• _Stated goal_:
Could you render all of the rows below as one numbered list, leaving out the blank lines?

━━━ Material for the task

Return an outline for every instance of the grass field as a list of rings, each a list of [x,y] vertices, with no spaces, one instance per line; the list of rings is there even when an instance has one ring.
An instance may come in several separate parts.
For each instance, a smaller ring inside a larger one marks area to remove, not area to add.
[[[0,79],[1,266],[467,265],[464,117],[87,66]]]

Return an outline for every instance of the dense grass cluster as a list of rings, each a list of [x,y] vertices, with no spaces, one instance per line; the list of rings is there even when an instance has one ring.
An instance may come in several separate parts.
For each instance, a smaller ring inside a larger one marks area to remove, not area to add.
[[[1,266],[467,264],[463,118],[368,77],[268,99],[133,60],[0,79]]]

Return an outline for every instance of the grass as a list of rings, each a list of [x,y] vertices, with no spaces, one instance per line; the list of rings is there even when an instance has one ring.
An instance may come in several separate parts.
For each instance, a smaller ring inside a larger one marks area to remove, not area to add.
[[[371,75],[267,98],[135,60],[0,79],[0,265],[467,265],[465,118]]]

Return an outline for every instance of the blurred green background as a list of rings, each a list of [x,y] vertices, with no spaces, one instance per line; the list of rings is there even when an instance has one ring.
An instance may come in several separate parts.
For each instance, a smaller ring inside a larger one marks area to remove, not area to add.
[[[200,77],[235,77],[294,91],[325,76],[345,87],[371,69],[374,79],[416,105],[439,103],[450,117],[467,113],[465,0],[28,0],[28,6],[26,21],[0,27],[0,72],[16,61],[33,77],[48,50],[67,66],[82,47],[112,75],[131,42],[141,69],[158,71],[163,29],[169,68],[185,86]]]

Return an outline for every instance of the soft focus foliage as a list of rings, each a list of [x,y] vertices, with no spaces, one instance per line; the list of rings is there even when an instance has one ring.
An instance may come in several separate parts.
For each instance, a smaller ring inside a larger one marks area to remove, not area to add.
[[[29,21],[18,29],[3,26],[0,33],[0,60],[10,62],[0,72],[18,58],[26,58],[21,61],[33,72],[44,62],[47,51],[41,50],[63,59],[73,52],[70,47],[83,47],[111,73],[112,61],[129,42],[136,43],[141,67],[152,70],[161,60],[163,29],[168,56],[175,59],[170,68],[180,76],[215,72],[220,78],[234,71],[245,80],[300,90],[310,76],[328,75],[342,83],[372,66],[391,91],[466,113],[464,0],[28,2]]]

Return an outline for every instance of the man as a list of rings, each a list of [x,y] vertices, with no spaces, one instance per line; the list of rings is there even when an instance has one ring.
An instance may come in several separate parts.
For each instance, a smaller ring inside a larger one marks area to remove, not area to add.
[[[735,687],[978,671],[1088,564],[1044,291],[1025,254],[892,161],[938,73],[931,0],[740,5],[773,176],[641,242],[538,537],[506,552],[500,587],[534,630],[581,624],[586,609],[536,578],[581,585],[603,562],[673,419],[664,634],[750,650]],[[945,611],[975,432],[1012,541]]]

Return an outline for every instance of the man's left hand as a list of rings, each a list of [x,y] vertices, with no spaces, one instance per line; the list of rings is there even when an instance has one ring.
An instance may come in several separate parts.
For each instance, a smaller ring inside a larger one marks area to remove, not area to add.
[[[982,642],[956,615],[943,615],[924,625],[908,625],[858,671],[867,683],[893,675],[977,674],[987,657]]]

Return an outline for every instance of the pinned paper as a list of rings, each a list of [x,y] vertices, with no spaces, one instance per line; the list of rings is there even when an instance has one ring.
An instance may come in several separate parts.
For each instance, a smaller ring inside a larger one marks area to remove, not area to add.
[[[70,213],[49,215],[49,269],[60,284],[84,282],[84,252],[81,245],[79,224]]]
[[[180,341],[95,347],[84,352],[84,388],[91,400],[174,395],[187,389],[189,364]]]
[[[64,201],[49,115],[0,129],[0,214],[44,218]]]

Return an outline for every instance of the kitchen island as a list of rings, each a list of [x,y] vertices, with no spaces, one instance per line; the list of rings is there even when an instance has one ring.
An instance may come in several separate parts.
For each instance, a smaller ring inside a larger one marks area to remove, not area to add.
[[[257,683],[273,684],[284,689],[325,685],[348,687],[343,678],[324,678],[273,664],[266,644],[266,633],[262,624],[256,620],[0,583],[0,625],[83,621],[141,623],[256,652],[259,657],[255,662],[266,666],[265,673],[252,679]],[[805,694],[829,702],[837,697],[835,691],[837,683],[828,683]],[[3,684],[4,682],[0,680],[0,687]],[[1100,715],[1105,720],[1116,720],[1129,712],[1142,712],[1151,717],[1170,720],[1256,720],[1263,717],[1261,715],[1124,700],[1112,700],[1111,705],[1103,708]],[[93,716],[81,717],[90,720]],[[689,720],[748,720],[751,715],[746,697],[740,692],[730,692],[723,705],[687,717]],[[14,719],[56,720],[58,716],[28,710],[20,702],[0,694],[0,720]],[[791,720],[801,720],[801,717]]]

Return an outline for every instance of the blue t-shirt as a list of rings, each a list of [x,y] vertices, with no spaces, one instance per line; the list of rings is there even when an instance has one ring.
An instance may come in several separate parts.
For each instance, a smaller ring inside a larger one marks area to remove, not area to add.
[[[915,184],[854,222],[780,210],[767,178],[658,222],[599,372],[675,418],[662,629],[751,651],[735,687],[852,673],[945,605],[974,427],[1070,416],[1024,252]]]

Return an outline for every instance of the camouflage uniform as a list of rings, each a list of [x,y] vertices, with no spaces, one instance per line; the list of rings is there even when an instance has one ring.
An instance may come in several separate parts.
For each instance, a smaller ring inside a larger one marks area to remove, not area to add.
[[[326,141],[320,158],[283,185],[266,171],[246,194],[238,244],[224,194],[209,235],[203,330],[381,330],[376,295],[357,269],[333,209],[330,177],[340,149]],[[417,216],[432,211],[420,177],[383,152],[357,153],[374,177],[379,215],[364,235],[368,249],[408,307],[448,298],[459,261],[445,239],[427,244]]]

━━━━━━

• _Task result_:
1. Return an outline for every instance of the grass field as a list of rings, each a list of [x,y] vertices, with no spaces, one instance per line; the list of rings is there even when an instance has one ring.
2. An instance may come in several separate parts.
3. For each instance, a smaller ring inside a larger one marks area to remove, not area to add.
4. [[[0,79],[1,266],[467,265],[464,117],[87,66]]]
5. Return an outline for every instance of the dense grass cluster as a list of rings, each a list of [x,y] vertices, with no spaces, one instance per line; the list of rings is there even when an instance has one ring.
6. An instance may come in several separate parts.
7. For each instance, a smaller ring inside a larger one marks area to remove, not area to add.
8. [[[1,266],[467,264],[463,118],[368,77],[268,99],[133,60],[0,79]]]
9. Return an outline for every instance of the grass as a list of rings, each a list of [x,y] vertices, with no spaces, one instance per line; the list of rings is there even when an instance has one ring.
10. An instance may come in several separate parts.
11. For each instance, a smaller ring inside a larger one marks area to remove, not area to add.
12. [[[371,75],[267,98],[135,60],[0,79],[0,265],[467,265],[465,118]]]
13. Return an outline for every instance of the blurred green background as a list of rings, each a list of [x,y] vertices, with no spaces, one instance per line; the list of rings is there even when an instance has one ring.
14. An instance may come in several separate parts.
15. For each instance, a smaller ring inside a larger one marks area to remove, not area to add.
16. [[[200,77],[235,77],[294,91],[325,76],[345,87],[371,69],[374,79],[416,105],[439,103],[450,117],[467,113],[465,0],[28,0],[28,6],[26,21],[0,27],[0,72],[16,61],[33,77],[48,50],[67,66],[82,47],[112,75],[131,42],[141,69],[158,71],[163,29],[169,68],[185,86]]]
17. Return an outline for every instance of the soft focus foliage as a list of rings, each a list of [x,y] vertices, with no spaces, one instance per line; the list of rings is there even when an instance has one ring.
18. An instance may come in several separate parts.
19. For each instance, a smaller ring inside a larger one marks area to remove, not area to add.
20. [[[29,21],[18,29],[3,26],[0,33],[0,60],[10,62],[0,72],[18,58],[26,58],[21,61],[33,72],[44,62],[47,51],[41,50],[63,59],[73,52],[70,47],[83,47],[111,73],[112,61],[129,42],[136,43],[141,67],[152,70],[161,60],[163,29],[168,56],[175,59],[170,68],[180,76],[215,72],[220,78],[234,71],[245,80],[300,90],[310,76],[328,75],[342,83],[372,66],[391,91],[466,113],[464,0],[28,2]]]
21. Return an outline for every instance of the man as a list of rings, each a list of [x,y] vertices, with no spaces, one instance per line; the list of rings is there even when an instance has one ring.
22. An instance may come in several separate parts.
23. For each instance, a smaller ring inside a larger one marks area to remove, not area to add.
24. [[[735,687],[978,671],[1088,564],[1044,291],[1025,254],[892,161],[938,73],[931,0],[740,5],[773,176],[641,242],[538,537],[506,552],[500,587],[534,630],[581,624],[586,609],[536,578],[581,585],[603,562],[673,419],[664,634],[750,650]],[[945,611],[975,432],[1012,541]]]
25. Return an outline for every instance of the man's left hand as a list of rings, each a list of [x,y] vertices, with no spaces, one instance per line; the list of rings is there even when an instance has one ring.
26. An instance may come in several separate parts.
27. For each instance, a smaller ring inside a larger one marks area to remove, not area to add.
28. [[[982,642],[956,615],[943,615],[924,625],[908,625],[858,671],[867,683],[893,675],[977,674],[987,657]]]
29. Return an outline for every instance of the pinned paper as a list of rings, each a list of [x,y] vertices, with no spaces, one instance per line; the list of rings is there even when an instance has one ring.
30. An instance may come in several separate parts.
31. For each instance, a smaller ring inside a larger one marks area to remove, not area to add.
32. [[[70,213],[49,215],[49,269],[60,284],[84,282],[84,252],[81,245],[79,224]]]
33. [[[180,341],[95,347],[84,352],[84,388],[91,400],[174,395],[187,389],[189,364]]]
34. [[[64,201],[49,115],[0,129],[0,214],[44,218]]]
35. Return an outline for every instance of the kitchen island as a list of rings, each a list of [x,y] vertices, with no spaces, one instance per line; the list of rings is there even when an instance has one ring.
36. An instance may come in several separate parts.
37. For each instance, a smaller ring inside a larger one marks area to remove, not area to add.
38. [[[257,683],[273,684],[284,689],[325,685],[348,687],[343,678],[324,678],[273,664],[266,644],[266,633],[262,624],[256,620],[0,583],[0,625],[83,621],[141,623],[256,652],[259,657],[255,662],[266,666],[265,673],[252,679]],[[805,694],[829,702],[837,697],[835,691],[837,683],[828,683]],[[3,684],[4,682],[0,680],[0,687]],[[1100,715],[1105,720],[1116,720],[1129,712],[1142,712],[1151,717],[1170,720],[1256,720],[1263,717],[1261,715],[1124,700],[1112,700],[1111,705],[1103,708]],[[93,716],[81,717],[90,720]],[[689,720],[748,720],[751,715],[746,697],[740,692],[730,692],[723,705],[687,717]],[[14,719],[56,720],[58,716],[28,710],[20,702],[0,694],[0,720]],[[791,720],[801,720],[801,717]]]
39. Return an outline for every instance of the blue t-shirt as a list of rings, each a list of [x,y] vertices, with no spaces, one instance per line; the list of rings is there even when an instance has one ring.
40. An instance may come in several separate parts.
41. For each instance, a smaller ring inside a larger one marks area to remove, not area to add.
42. [[[915,184],[854,222],[780,210],[767,178],[658,222],[599,372],[675,418],[662,629],[751,651],[735,687],[852,673],[945,605],[974,427],[1070,416],[1024,252]]]
43. Return an outline for every instance of the camouflage uniform as a list of rings, each a list of [x,y] vertices, with no spaces, one instance per line; the list of rings is there even when an instance has one ring.
44. An instance may come in several separate parts.
45. For each instance, a smaller ring inside a larger one marks area to remove, not area to add.
46. [[[326,141],[320,158],[283,185],[266,171],[246,194],[238,244],[224,194],[209,235],[203,330],[381,330],[376,295],[357,269],[333,209],[330,177],[340,149]],[[417,216],[432,211],[420,177],[383,152],[357,153],[374,177],[379,215],[364,235],[368,249],[408,307],[448,298],[459,261],[445,239],[427,244]]]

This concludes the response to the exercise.